▸ Extract to read:

By Franklin Lamb – Beirut
Amnon Kapeliouk, an Israeli Jew, was an extraordinary journalist. Sadly, he died on June 26 at the age of 78 and was buried near his birthplace in West Jerusalem. For more than 40 years Kapeliouk reported on Palestinian and Arab affairs for half a dozen newspapers and was a pro from the old school for whom reporting meant getting to the scene fast and carefully scribing with pencil and notepad.
I knew Kapeliouk mainly through his writings and a dozen or so encounters over the years following our first improbable encounter during the infamous Beirut summer of 1982. Those months of US-armed Israeli carnage, which continue to shape the region, left him with an indelible scar. He once told me: “I can’t forget. It doesn’t fade. I don’t think it ever will.” I understood what he meant.
In his last communication he said he would try to attend the 27th Anniversary Memorial to the victims of the Sabra-Shatila Massacre, set for this coming September 16-18 at Beirut’s Shatila Camp.
I thought about Amnon Kapeliouk a couple of weeks ago while giving one of my twice weekly swimming lessons to a gaggle of ‘Hezkids’ (children from Dahiyeh) and ‘Palkids’ (Palestinian children from nearby Shatila, Mar Elias, and Burj Barajeneh Refugee Camps) because it was near the same spot on Beirut’s Ramlet al Baida beach where Kapeliouk and I first met.
It was an unusual first encounter. I had left my room at the Beau Rivage Hotel where Kapeliouk, (who I had never heard of) was also staying, to go for an early morning swim at the nearby beach. The PLO used to put up guests (their media office got a cut rate of $10 per night) at the Beau Rivage because it was near their Fakhani offices and within their security zone. Amnon had decided to take a walk on the beach and, as he later told me, was just a couple of hundred meters behind me ‘sur la plage’ when he witnessed a Class A Felony.
As I was approaching the nearly deserted shore, a young masked al-Mourabitoun fighter appeared, seemingly out of nowhere, and put a .45 caliber pistol to my head and demanded my money. I gave him all I had ($5). He asked me in broken English where I was from and we started talking politics which, from my experience, nearly all militia types like to do. Before long, the young man learned that my political views were close to his and he apologized, removed his face mask (a wrapped red colored al-Mourabitoun flag) which the rapidly intensifying morning sun must have made uncomfortable, returned my $5, and we continued our discussions as the French-Israeli journalist happened upon us.
As Kapeliouk approached, with the gunman (Mohammad) still holding his pistol, he coolly joined our conversation and we were soon invited for tea in the nearby Mourabitoun cafe near the north end of the beach. The Nasserite Maurabitoun movement was pro-Arafat — Fatah paid each fighter $200 per month – Sunni. In those days there was no Sunni-Shia strife in Lebanon that anyone talked about and they were good hosts and produced plastic stools for Kapeliouk and me and served sweet tea with fresh mint optional.

▸ Records for the exercise:
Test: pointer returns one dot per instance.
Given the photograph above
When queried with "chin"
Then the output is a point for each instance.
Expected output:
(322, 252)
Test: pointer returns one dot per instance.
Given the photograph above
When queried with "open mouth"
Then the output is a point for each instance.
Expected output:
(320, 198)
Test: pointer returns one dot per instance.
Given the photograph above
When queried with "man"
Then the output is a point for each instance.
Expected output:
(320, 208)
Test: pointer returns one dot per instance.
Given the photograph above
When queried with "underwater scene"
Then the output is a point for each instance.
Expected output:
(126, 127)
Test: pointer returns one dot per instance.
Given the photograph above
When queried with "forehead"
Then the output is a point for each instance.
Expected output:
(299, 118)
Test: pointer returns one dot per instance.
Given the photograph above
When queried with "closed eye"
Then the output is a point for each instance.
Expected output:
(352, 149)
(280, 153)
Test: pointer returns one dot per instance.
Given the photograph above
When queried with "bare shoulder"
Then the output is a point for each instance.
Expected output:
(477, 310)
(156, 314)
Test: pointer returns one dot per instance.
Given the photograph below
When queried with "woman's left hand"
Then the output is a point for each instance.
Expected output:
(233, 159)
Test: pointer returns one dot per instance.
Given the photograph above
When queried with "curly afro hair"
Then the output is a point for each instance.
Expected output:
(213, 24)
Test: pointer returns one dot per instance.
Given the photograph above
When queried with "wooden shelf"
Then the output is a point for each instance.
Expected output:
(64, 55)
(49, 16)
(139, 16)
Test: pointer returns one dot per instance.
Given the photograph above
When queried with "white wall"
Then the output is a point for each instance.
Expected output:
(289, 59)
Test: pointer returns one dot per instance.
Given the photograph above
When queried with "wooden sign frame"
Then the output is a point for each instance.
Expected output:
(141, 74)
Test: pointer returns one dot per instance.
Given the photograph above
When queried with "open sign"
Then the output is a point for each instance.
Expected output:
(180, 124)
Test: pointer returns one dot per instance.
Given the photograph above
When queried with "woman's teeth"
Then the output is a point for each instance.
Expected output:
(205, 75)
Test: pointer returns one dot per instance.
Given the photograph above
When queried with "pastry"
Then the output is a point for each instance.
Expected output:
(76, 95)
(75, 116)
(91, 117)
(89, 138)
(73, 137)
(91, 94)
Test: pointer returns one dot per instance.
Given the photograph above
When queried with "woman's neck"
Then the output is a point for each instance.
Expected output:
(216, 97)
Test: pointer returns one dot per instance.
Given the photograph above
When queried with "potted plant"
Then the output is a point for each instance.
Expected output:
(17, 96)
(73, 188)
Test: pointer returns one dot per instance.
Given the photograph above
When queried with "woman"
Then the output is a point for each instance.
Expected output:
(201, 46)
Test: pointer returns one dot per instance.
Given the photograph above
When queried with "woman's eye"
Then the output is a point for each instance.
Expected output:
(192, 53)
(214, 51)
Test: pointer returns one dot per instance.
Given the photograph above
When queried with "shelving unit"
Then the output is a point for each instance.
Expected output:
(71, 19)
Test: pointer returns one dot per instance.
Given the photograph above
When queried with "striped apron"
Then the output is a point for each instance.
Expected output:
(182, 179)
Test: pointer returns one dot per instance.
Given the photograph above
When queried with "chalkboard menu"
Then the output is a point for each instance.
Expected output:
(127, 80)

▸ Complete the following:
**A)** In the article about Amnon Kapeliouk, where was he buried?
**B)** Pull out every line of the rows that contains the word "woman".

▸ Responses per task:
**A)** Near his birthplace in West Jerusalem.

**B)**
When queried with "woman's left hand"
When queried with "woman's teeth"
When queried with "woman's neck"
When queried with "woman"
When queried with "woman's eye"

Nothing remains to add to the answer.